Instructions for the task. Identify every line below that contains the word "ceiling", and copy each one out.

[Dataset excerpt]

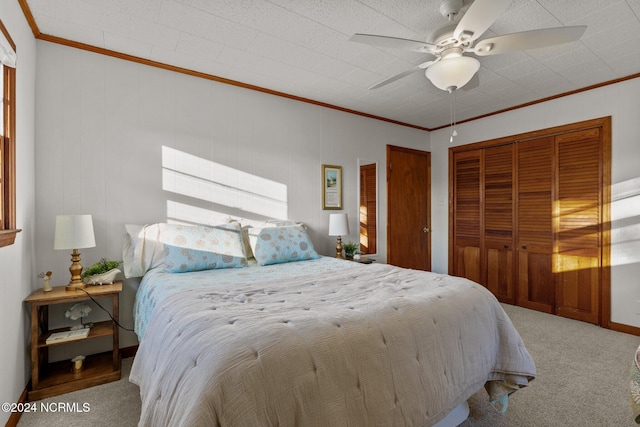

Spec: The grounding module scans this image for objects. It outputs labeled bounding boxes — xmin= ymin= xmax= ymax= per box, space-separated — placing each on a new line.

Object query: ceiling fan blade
xmin=473 ymin=25 xmax=587 ymax=56
xmin=349 ymin=34 xmax=436 ymax=52
xmin=369 ymin=67 xmax=420 ymax=90
xmin=453 ymin=0 xmax=513 ymax=42
xmin=369 ymin=57 xmax=440 ymax=90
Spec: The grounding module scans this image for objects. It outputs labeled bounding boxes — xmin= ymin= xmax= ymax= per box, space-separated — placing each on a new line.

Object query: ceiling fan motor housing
xmin=440 ymin=0 xmax=464 ymax=22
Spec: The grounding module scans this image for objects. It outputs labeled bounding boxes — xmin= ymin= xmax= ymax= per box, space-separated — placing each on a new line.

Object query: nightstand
xmin=24 ymin=281 xmax=122 ymax=401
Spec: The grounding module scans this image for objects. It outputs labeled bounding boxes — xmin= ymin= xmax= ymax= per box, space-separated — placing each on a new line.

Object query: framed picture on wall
xmin=322 ymin=165 xmax=342 ymax=209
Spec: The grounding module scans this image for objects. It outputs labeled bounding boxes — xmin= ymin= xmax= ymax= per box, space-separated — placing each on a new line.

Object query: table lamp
xmin=329 ymin=213 xmax=349 ymax=259
xmin=53 ymin=215 xmax=96 ymax=291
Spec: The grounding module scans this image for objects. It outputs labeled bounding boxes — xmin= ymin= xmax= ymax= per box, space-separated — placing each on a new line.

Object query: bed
xmin=125 ymin=225 xmax=535 ymax=426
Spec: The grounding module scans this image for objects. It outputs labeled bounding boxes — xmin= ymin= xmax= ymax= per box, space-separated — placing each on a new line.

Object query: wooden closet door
xmin=516 ymin=137 xmax=555 ymax=313
xmin=554 ymin=128 xmax=602 ymax=323
xmin=451 ymin=150 xmax=482 ymax=282
xmin=483 ymin=144 xmax=516 ymax=304
xmin=359 ymin=163 xmax=378 ymax=254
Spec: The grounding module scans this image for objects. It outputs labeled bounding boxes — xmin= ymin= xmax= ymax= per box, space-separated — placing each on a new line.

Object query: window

Task result.
Object query: ceiling fan blade
Object query: ceiling fan motor housing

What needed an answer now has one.